====== Input for this task

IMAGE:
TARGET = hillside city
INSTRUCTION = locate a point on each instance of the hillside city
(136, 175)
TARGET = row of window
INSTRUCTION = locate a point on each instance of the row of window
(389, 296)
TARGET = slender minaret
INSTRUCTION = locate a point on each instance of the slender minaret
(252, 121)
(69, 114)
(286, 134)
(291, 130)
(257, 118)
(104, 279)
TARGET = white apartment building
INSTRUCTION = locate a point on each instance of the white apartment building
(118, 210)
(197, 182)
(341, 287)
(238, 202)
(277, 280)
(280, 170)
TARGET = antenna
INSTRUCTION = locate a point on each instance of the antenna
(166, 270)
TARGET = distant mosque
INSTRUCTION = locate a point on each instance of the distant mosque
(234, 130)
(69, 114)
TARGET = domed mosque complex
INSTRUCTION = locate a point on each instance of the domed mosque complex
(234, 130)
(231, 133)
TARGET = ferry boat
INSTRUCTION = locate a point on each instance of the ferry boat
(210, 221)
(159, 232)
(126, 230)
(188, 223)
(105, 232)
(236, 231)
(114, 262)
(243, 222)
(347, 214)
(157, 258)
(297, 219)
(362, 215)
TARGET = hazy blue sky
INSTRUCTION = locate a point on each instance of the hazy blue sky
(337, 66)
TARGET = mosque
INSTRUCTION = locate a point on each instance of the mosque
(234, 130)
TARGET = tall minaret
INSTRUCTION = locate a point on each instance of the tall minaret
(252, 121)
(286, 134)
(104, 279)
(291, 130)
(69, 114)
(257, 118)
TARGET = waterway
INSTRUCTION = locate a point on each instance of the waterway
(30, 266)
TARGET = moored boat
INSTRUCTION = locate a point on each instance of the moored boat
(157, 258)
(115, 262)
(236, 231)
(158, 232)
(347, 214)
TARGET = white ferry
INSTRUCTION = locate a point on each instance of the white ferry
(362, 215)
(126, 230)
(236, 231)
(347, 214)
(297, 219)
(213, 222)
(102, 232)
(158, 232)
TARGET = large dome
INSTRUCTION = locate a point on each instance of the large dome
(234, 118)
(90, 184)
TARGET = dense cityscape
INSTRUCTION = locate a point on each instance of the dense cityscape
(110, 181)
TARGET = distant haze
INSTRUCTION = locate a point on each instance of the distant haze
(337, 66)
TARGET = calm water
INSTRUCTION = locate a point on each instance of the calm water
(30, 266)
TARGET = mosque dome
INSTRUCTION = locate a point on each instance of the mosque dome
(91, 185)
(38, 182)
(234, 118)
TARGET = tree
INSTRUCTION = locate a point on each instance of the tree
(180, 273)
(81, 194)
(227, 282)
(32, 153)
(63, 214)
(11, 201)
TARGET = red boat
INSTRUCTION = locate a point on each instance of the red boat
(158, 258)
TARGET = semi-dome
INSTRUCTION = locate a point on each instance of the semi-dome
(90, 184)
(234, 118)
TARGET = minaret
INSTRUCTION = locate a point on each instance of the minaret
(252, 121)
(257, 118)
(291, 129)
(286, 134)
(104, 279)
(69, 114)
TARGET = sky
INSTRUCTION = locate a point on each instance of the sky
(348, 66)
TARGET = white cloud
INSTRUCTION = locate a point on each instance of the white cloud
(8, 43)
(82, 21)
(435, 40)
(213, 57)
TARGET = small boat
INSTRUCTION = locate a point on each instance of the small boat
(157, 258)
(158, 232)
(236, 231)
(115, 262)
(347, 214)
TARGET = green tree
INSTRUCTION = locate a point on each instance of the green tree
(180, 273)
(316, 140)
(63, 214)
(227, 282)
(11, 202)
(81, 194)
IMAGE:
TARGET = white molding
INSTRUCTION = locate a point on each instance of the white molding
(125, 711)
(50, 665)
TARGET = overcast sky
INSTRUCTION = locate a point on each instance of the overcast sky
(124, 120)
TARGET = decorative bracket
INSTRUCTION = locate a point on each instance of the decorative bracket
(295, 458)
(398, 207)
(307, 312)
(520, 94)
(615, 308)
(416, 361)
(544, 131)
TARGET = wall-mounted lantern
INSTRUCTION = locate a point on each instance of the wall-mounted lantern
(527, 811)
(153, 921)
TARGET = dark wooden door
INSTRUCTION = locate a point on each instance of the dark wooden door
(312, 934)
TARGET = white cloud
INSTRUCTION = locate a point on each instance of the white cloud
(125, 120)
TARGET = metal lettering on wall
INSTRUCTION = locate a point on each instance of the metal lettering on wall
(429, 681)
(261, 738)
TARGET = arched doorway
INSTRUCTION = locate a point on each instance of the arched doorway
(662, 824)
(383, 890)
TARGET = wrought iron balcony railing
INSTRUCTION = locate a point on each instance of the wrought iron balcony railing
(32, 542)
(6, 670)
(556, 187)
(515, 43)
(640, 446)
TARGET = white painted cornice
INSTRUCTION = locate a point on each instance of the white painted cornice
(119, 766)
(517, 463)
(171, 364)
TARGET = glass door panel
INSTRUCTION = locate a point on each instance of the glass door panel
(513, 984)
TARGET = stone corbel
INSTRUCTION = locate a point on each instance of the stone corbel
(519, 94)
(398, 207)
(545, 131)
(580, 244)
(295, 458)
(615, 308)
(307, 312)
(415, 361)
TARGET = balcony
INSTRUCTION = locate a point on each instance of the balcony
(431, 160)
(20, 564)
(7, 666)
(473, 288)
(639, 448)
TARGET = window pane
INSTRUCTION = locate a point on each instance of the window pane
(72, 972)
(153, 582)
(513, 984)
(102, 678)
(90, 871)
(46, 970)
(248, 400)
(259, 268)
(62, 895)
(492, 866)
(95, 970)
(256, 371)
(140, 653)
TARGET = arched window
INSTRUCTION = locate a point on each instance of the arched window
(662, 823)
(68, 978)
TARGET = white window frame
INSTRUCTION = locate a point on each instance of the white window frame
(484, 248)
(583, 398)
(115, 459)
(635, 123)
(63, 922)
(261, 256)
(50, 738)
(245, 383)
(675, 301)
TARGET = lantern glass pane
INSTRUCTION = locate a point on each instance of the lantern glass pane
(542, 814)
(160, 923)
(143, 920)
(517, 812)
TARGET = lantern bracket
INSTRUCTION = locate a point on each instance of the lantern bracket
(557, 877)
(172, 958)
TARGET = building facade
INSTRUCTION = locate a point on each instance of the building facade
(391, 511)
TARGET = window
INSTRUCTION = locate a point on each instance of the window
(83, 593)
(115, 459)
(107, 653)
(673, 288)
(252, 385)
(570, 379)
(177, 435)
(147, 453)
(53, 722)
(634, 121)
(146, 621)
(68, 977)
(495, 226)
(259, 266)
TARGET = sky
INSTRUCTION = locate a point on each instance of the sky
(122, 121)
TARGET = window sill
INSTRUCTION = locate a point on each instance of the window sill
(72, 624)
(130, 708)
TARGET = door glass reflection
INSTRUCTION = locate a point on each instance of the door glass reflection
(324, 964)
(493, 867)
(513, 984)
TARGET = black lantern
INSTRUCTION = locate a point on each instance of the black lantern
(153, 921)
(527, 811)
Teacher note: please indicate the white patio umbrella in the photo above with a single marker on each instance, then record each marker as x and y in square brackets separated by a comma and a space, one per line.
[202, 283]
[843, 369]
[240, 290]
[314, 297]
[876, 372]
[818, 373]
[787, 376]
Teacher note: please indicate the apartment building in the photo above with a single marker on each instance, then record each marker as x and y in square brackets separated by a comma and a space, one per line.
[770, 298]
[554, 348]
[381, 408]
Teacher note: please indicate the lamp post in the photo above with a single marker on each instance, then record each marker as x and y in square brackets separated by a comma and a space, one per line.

============

— Description of the task —
Copy out only the lines of the records above from the one with "TARGET = domed mosque complex" through the one with "TARGET = hazy blue sky", exactly as they stand, both included.

— Task solution —
TARGET = domed mosque complex
INSTRUCTION = locate a point on each instance of the domed mosque complex
(234, 130)
(231, 133)
TARGET = ferry boat
INSTRUCTION = locate a point on each instance of the ferry boat
(210, 221)
(159, 232)
(126, 230)
(188, 223)
(105, 232)
(236, 231)
(114, 262)
(243, 222)
(347, 214)
(157, 258)
(297, 219)
(362, 215)
TARGET = hazy blue sky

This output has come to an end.